(Data shown)
######
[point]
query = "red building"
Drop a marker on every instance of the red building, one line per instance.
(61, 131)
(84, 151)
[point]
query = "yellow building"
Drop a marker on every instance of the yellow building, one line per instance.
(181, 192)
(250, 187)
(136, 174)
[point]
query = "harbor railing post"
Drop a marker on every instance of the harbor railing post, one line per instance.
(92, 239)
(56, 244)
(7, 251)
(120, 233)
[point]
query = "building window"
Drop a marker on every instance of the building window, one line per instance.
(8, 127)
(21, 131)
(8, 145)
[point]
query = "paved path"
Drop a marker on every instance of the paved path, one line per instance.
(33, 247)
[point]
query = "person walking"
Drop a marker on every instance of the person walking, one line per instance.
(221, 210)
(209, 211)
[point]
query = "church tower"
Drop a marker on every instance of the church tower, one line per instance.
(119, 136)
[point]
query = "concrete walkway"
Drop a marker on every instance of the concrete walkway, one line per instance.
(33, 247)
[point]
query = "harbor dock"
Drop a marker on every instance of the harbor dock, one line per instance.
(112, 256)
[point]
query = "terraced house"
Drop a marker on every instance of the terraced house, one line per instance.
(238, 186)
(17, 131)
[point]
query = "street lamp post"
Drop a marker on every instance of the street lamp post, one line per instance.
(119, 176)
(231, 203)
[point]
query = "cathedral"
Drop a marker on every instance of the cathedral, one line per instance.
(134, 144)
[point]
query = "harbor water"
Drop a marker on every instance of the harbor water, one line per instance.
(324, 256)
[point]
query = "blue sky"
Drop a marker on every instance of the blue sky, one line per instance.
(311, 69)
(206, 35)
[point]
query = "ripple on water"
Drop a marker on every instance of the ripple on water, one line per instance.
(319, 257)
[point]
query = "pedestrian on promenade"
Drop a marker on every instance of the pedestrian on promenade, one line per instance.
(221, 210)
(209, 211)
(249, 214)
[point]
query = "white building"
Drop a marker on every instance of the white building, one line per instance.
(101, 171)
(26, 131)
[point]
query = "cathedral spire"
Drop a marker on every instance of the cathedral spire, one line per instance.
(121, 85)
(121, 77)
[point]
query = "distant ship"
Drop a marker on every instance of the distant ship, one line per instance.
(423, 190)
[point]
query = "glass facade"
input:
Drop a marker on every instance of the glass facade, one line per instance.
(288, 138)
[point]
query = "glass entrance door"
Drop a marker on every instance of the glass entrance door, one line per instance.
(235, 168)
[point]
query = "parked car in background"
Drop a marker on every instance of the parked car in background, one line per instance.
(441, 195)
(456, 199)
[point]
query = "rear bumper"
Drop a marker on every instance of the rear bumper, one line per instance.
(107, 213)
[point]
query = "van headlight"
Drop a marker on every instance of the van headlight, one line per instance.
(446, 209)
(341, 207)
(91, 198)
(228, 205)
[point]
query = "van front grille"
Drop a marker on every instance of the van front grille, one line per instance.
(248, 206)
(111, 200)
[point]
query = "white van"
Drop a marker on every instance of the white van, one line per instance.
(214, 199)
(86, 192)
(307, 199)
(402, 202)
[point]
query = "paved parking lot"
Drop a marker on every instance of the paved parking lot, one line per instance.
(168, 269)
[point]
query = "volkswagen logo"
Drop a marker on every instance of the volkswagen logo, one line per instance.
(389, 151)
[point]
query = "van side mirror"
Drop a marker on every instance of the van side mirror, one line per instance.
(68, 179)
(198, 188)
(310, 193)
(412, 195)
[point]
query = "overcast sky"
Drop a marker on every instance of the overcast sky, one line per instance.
######
(Aim) Every entry above needs to be quoted exactly.

(Worked solution)
[point]
query = "red building"
Drop a marker on every instance of the red building, one line per instance.
(61, 131)
(84, 151)
[point]
query = "yellow building"
Drop a marker on every instance of the yellow building, one line per instance.
(181, 192)
(250, 187)
(136, 174)
[point]
query = "harbor railing post"
Drop a marker on every instance of the harbor railing post, one line per instance.
(92, 239)
(56, 244)
(7, 251)
(120, 233)
[point]
query = "building window"
Drop a marker on every instance of the building window, one line per instance.
(8, 127)
(21, 131)
(8, 145)
[point]
query = "paved path"
Drop a marker on every instance of the paved path, one line per instance.
(33, 247)
[point]
query = "person walking"
Drop a marker on every instance of the person walking, one line per instance.
(221, 210)
(209, 211)
[point]
query = "church tower"
Drop a marker on every instance of the church tower, one line per instance.
(119, 136)
[point]
query = "concrete walkway"
Drop a marker on every instance of the concrete walkway, one line per instance.
(33, 247)
[point]
query = "harbor dock"
Drop a marker on every instance of the harbor dock, one line per instance.
(112, 256)
[point]
query = "terraced house"
Drop a marker on every instance of the terraced house, one line per instance.
(238, 186)
(17, 131)
[point]
query = "street lamp post"
Drop a marker on every instance of the street lamp post, one line per instance.
(119, 176)
(231, 203)
[point]
query = "cathedral"
Drop a marker on every instance of the cathedral, one line per instance.
(134, 144)
[point]
query = "harbor water"
Drop a marker on every instance of the harbor water, one line per instance.
(324, 256)
[point]
query = "blue sky"
Drop a marker on every instance of the blue sky, one line per instance.
(311, 69)
(206, 35)
[point]
query = "ripple on water"
Drop a marker on every instance of the ripple on water, one line per instance.
(319, 257)
[point]
query = "pedestrian on promenade"
Drop a marker on every instance of the pedestrian on promenade, one line per instance.
(221, 210)
(209, 211)
(249, 214)
[point]
query = "white building"
Drop a marker on every instance of the white building, one line per instance.
(101, 171)
(26, 131)
[point]
query = "cathedral spire"
Drop a marker on every instance of the cathedral spire, one line per instance.
(121, 85)
(121, 77)
[point]
query = "distant ship"
Drop a marker on every instance of the distant ship, one line per instance.
(423, 190)
[point]
query = "glass facade"
input:
Drop a marker on every instance of the glass facade, one line per instance.
(288, 138)
[point]
query = "glass entrance door"
Drop a marker on every instance of the glass entrance door, one line per instance.
(235, 168)
[point]
query = "parked car in background"
Drop a marker on every instance of the parked car in background, one line per instance.
(441, 195)
(456, 199)
[point]
query = "rear bumper"
Drop a marker on every instance of the rear bumper, one line per instance.
(107, 213)
[point]
query = "van headlight"
Drop a marker on every instance of the van headlight, one line per instance.
(446, 209)
(341, 207)
(91, 198)
(228, 205)
[point]
query = "van front grille"
Drop a marker on every instance of the van front grille, one line per instance.
(248, 206)
(111, 200)
[point]
query = "white van"
Drop a marker on every instance of the white van, one line per instance.
(214, 199)
(86, 192)
(307, 199)
(402, 202)
[point]
query = "paved parking lot"
Drop a marker on every instance of the paved parking lot, one line per instance.
(168, 269)
[point]
query = "volkswagen logo"
Drop a marker on every instance of the volkswagen logo, one line per instance.
(389, 151)
[point]
query = "van side mirror"
Drop a marker on every instance of the van side mirror, one line per instance.
(68, 179)
(198, 188)
(310, 193)
(412, 195)
[point]
query = "overcast sky"
Drop a marker on every instance of the overcast sky, one line per instance.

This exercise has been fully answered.